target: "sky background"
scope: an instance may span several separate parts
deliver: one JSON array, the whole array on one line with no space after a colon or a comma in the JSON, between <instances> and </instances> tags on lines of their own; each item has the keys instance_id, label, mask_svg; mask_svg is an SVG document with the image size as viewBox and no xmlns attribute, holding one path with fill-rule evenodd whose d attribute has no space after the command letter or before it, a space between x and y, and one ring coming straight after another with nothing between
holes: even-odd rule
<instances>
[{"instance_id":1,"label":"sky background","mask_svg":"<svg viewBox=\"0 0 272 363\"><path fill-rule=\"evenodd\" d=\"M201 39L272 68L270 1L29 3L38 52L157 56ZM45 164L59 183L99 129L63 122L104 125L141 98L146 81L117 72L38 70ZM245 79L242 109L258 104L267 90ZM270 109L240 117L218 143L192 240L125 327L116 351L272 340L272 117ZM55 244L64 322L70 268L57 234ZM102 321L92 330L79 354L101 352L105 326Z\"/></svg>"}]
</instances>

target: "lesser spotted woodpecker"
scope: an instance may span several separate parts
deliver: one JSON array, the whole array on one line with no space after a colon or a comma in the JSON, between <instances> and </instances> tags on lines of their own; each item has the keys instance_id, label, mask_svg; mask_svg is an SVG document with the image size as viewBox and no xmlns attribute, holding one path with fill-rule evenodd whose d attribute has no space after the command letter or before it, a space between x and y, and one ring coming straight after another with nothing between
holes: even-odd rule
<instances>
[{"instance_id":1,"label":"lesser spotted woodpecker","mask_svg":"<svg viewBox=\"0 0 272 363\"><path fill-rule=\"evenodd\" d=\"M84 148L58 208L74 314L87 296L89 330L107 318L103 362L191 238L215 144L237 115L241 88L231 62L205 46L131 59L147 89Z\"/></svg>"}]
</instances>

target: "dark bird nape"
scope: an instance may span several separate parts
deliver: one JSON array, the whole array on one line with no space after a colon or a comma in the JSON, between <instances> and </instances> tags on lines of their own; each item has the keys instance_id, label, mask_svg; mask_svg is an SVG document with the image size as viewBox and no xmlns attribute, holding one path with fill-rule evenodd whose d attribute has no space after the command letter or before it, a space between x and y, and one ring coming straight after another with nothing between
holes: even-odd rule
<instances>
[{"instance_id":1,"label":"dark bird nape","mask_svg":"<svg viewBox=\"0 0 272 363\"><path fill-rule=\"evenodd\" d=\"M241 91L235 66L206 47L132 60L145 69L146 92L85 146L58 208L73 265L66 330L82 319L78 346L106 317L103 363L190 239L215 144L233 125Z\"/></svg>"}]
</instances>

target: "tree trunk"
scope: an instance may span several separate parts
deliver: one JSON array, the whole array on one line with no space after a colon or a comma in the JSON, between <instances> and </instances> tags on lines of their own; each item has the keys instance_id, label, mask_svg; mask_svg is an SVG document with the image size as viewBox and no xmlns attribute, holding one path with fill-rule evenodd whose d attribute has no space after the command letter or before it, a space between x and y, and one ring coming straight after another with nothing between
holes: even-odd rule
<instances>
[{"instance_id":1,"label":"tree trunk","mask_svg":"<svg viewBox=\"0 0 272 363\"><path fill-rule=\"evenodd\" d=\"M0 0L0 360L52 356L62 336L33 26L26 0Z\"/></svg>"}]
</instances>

+ + + + +

#### [EXERCISE AIM]
Return every line of the records above that contains the string "target", matching case exactly.

#### [ANSWER TO THIS PROBLEM]
target: "sky background"
target: "lesser spotted woodpecker"
target: "dark bird nape"
target: "tree trunk"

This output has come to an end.